***** Records for processing

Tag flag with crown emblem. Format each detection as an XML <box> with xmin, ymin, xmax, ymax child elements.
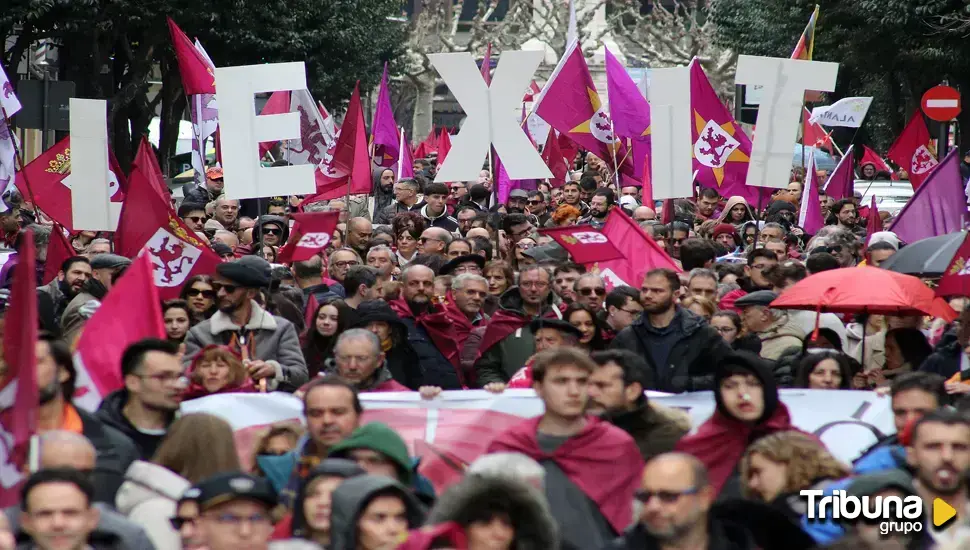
<box><xmin>690</xmin><ymin>58</ymin><xmax>770</xmax><ymax>208</ymax></box>
<box><xmin>533</xmin><ymin>42</ymin><xmax>617</xmax><ymax>163</ymax></box>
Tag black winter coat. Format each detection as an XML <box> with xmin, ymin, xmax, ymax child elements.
<box><xmin>610</xmin><ymin>309</ymin><xmax>731</xmax><ymax>393</ymax></box>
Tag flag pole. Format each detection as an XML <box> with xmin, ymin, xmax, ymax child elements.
<box><xmin>0</xmin><ymin>102</ymin><xmax>40</xmax><ymax>223</ymax></box>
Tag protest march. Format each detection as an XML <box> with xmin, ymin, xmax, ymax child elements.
<box><xmin>7</xmin><ymin>0</ymin><xmax>970</xmax><ymax>550</ymax></box>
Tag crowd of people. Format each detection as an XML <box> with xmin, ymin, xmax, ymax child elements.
<box><xmin>0</xmin><ymin>150</ymin><xmax>970</xmax><ymax>550</ymax></box>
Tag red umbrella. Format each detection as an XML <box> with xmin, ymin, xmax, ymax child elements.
<box><xmin>771</xmin><ymin>267</ymin><xmax>957</xmax><ymax>322</ymax></box>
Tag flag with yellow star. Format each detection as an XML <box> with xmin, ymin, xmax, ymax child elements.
<box><xmin>533</xmin><ymin>42</ymin><xmax>617</xmax><ymax>160</ymax></box>
<box><xmin>690</xmin><ymin>58</ymin><xmax>767</xmax><ymax>208</ymax></box>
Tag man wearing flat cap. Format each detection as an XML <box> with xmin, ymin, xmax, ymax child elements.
<box><xmin>190</xmin><ymin>472</ymin><xmax>276</xmax><ymax>550</ymax></box>
<box><xmin>61</xmin><ymin>254</ymin><xmax>131</xmax><ymax>342</ymax></box>
<box><xmin>182</xmin><ymin>256</ymin><xmax>308</xmax><ymax>392</ymax></box>
<box><xmin>734</xmin><ymin>290</ymin><xmax>805</xmax><ymax>361</ymax></box>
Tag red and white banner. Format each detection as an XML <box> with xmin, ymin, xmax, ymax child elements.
<box><xmin>182</xmin><ymin>389</ymin><xmax>895</xmax><ymax>490</ymax></box>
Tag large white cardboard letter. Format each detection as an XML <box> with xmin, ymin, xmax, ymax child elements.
<box><xmin>735</xmin><ymin>55</ymin><xmax>839</xmax><ymax>189</ymax></box>
<box><xmin>216</xmin><ymin>62</ymin><xmax>316</xmax><ymax>199</ymax></box>
<box><xmin>432</xmin><ymin>51</ymin><xmax>552</xmax><ymax>182</ymax></box>
<box><xmin>70</xmin><ymin>98</ymin><xmax>121</xmax><ymax>231</ymax></box>
<box><xmin>647</xmin><ymin>67</ymin><xmax>694</xmax><ymax>201</ymax></box>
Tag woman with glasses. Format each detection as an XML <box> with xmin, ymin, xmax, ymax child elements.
<box><xmin>562</xmin><ymin>302</ymin><xmax>606</xmax><ymax>352</ymax></box>
<box><xmin>115</xmin><ymin>413</ymin><xmax>240</xmax><ymax>549</ymax></box>
<box><xmin>162</xmin><ymin>300</ymin><xmax>192</xmax><ymax>345</ymax></box>
<box><xmin>300</xmin><ymin>298</ymin><xmax>355</xmax><ymax>380</ymax></box>
<box><xmin>179</xmin><ymin>275</ymin><xmax>217</xmax><ymax>325</ymax></box>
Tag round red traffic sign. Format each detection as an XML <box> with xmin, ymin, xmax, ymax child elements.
<box><xmin>922</xmin><ymin>86</ymin><xmax>961</xmax><ymax>122</ymax></box>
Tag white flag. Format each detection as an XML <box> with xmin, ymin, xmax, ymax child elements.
<box><xmin>809</xmin><ymin>97</ymin><xmax>872</xmax><ymax>128</ymax></box>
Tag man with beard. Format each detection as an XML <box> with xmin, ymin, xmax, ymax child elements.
<box><xmin>390</xmin><ymin>265</ymin><xmax>462</xmax><ymax>390</ymax></box>
<box><xmin>610</xmin><ymin>269</ymin><xmax>731</xmax><ymax>393</ymax></box>
<box><xmin>586</xmin><ymin>350</ymin><xmax>690</xmax><ymax>460</ymax></box>
<box><xmin>37</xmin><ymin>256</ymin><xmax>91</xmax><ymax>335</ymax></box>
<box><xmin>605</xmin><ymin>453</ymin><xmax>754</xmax><ymax>550</ymax></box>
<box><xmin>61</xmin><ymin>254</ymin><xmax>131</xmax><ymax>342</ymax></box>
<box><xmin>906</xmin><ymin>410</ymin><xmax>970</xmax><ymax>548</ymax></box>
<box><xmin>182</xmin><ymin>256</ymin><xmax>308</xmax><ymax>391</ymax></box>
<box><xmin>578</xmin><ymin>187</ymin><xmax>616</xmax><ymax>229</ymax></box>
<box><xmin>97</xmin><ymin>338</ymin><xmax>185</xmax><ymax>460</ymax></box>
<box><xmin>35</xmin><ymin>334</ymin><xmax>139</xmax><ymax>506</ymax></box>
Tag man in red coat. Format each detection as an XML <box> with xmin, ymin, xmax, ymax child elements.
<box><xmin>487</xmin><ymin>348</ymin><xmax>643</xmax><ymax>548</ymax></box>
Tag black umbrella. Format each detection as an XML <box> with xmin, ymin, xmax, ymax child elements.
<box><xmin>879</xmin><ymin>231</ymin><xmax>967</xmax><ymax>277</ymax></box>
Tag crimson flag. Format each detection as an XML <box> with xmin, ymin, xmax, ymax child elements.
<box><xmin>304</xmin><ymin>82</ymin><xmax>374</xmax><ymax>203</ymax></box>
<box><xmin>115</xmin><ymin>140</ymin><xmax>221</xmax><ymax>300</ymax></box>
<box><xmin>276</xmin><ymin>212</ymin><xmax>340</xmax><ymax>263</ymax></box>
<box><xmin>167</xmin><ymin>17</ymin><xmax>216</xmax><ymax>95</ymax></box>
<box><xmin>17</xmin><ymin>137</ymin><xmax>127</xmax><ymax>231</ymax></box>
<box><xmin>886</xmin><ymin>111</ymin><xmax>939</xmax><ymax>191</ymax></box>
<box><xmin>0</xmin><ymin>229</ymin><xmax>38</xmax><ymax>507</ymax></box>
<box><xmin>40</xmin><ymin>223</ymin><xmax>77</xmax><ymax>285</ymax></box>
<box><xmin>586</xmin><ymin>209</ymin><xmax>681</xmax><ymax>290</ymax></box>
<box><xmin>539</xmin><ymin>225</ymin><xmax>625</xmax><ymax>264</ymax></box>
<box><xmin>74</xmin><ymin>254</ymin><xmax>165</xmax><ymax>411</ymax></box>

**********

To do ▸ Repeat only the stretch of lines starting at the one containing "Tag black umbrella." and running to the final line of the entries above.

The solution ▸
Tag black umbrella. Format each detection as an XML <box> with xmin, ymin, xmax, ymax child elements.
<box><xmin>879</xmin><ymin>231</ymin><xmax>967</xmax><ymax>277</ymax></box>
Tag crimson flag. Format each detection as an XML <box> with xmin, ymin, xmax, ymax child elements.
<box><xmin>304</xmin><ymin>82</ymin><xmax>374</xmax><ymax>203</ymax></box>
<box><xmin>115</xmin><ymin>140</ymin><xmax>221</xmax><ymax>300</ymax></box>
<box><xmin>276</xmin><ymin>212</ymin><xmax>340</xmax><ymax>263</ymax></box>
<box><xmin>167</xmin><ymin>17</ymin><xmax>216</xmax><ymax>95</ymax></box>
<box><xmin>17</xmin><ymin>137</ymin><xmax>127</xmax><ymax>231</ymax></box>
<box><xmin>886</xmin><ymin>111</ymin><xmax>939</xmax><ymax>191</ymax></box>
<box><xmin>0</xmin><ymin>229</ymin><xmax>38</xmax><ymax>507</ymax></box>
<box><xmin>40</xmin><ymin>223</ymin><xmax>77</xmax><ymax>285</ymax></box>
<box><xmin>586</xmin><ymin>209</ymin><xmax>681</xmax><ymax>290</ymax></box>
<box><xmin>539</xmin><ymin>225</ymin><xmax>625</xmax><ymax>264</ymax></box>
<box><xmin>74</xmin><ymin>254</ymin><xmax>165</xmax><ymax>411</ymax></box>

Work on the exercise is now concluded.